Stored entries:
******************************

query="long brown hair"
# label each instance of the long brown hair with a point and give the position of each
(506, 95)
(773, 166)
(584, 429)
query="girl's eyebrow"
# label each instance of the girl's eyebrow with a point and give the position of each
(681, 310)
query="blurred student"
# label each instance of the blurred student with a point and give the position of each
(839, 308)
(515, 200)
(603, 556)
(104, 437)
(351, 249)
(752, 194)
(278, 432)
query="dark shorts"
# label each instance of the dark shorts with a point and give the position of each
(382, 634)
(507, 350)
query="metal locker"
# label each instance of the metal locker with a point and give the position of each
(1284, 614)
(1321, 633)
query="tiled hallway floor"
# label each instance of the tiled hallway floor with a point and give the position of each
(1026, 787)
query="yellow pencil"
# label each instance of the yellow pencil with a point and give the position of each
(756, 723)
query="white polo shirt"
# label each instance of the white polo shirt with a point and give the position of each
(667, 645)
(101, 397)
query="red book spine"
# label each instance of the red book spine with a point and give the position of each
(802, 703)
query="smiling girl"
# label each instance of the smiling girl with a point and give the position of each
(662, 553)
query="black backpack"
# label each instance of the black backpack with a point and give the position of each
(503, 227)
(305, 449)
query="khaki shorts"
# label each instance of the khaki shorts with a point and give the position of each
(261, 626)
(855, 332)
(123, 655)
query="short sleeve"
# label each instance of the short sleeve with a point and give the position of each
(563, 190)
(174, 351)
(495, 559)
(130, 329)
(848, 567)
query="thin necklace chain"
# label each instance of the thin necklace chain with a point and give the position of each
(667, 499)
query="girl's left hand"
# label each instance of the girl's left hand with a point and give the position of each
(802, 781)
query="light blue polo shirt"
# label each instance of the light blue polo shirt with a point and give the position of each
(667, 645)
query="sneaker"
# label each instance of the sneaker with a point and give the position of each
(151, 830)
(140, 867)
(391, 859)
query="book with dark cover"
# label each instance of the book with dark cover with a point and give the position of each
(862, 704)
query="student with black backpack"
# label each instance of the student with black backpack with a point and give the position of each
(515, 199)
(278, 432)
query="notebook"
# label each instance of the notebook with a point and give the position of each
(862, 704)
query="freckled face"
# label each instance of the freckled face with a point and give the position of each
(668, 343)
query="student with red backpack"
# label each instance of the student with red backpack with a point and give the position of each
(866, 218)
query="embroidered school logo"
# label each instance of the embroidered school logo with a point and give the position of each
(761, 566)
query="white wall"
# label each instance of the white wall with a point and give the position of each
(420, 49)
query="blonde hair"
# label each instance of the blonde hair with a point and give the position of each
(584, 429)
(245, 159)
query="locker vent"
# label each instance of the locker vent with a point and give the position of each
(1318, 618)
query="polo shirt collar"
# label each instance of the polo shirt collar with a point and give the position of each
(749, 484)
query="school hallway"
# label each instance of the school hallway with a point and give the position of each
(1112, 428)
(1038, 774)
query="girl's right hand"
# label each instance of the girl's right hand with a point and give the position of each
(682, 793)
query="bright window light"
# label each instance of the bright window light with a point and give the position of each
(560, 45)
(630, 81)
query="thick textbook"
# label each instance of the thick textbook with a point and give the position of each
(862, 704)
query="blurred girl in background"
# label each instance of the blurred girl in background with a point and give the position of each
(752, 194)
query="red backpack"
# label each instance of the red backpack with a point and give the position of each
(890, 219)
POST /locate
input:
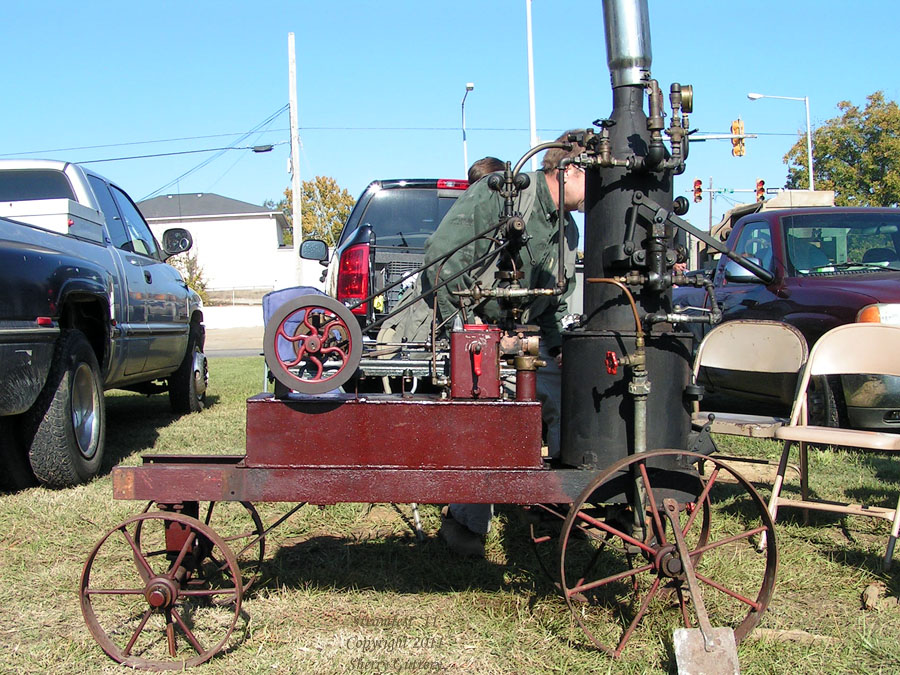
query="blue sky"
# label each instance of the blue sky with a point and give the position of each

******************************

Written problem. Rename "blue sky" to "cloudy sky" in the lines running from the one that contains "POST /locate" through the final line, inclusive, and leave everything else unchanged. Omit the pictures from your answer.

Output of the exercise.
POST /locate
input:
query="cloudy sky"
# label each instance of the cloudy sky with a point and give the position of each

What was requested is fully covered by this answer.